Extract provided:
-=-=-
Education And Training
Airlines usually look for men and women who are healthy, clean-cut, mature, dependable, and friendly. Flight attendants need to be flexible, have a positive attitude, and be ready to deal with any kind of situation. One of their most important jobs is dealing with passengers, so experience dealing with all kinds of people is very important.
A high school diploma or GED is required to get a job as a flight attendant. Most airlines like to hire people who are at least from eighteen to twenty-one years of age. Some college education is preferred, but not necessary. It's a good idea to have first-aid training and experience with public speaking. Any customer experience is good, such as waitressing or working in a hotel. Volunteer work as a tour guide or in a hospital can help to show an airline that you are skilled at working with people.
Michelle Graziano, who worked for a major airline and in corporate travel, recommends learning a second language or studying abroad. She also suggests working for an airline's frequent traveler lounge. That will give you a chance to see how the airlines work and will give you good customer service experience.
-=-=-
Exercise data:
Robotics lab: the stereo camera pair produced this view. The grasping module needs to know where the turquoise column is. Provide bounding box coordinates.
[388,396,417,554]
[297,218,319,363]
-=-=-
Things to do:
[1] According to the text on flight attendant education and training, what minimum schooling is required to get a job as a flight attendant?
[2] Write what comes next in the text on flight attendant education and training, picking up after its last sentence.

Answers to this exercise:
[1] A high school diploma or GED.

[2]
Corporate Travel: An Alternative to Airlines
Flying for the airlines is not your only option as a flight attendant. Large corporations that have their own airplanes often hire flight attendants. Michelle Graziano was a corporate flight attendant for three years. She says it's a great way to see the world. She was able to fly on a round-the-world trip once a year and had time off to explore places like China and South America. Corporate flight attendants wear beepers when on call and need to be able to get the plane ready to go on a moment's notice.
When you are ready to apply for a job at an airline, be aggressive and persistent. Michelle Graziano recommends talking to someone who already works for an airline to find out what the airline looks for when it is hiring. She may also be able to tell you what kinds of questions to expect in an interview. She also recommends going to open houses that airlines host in various cities. If the airline thinks you are a good candidate, they will fly you to their base city for an interview.
If you are hired by an airline, they will train you for four to six weeks. They teach you first aid and emergency procedures, how to deal with difficult passengers, and how to serve food and drinks. Near the end of your training you go on several practice flights.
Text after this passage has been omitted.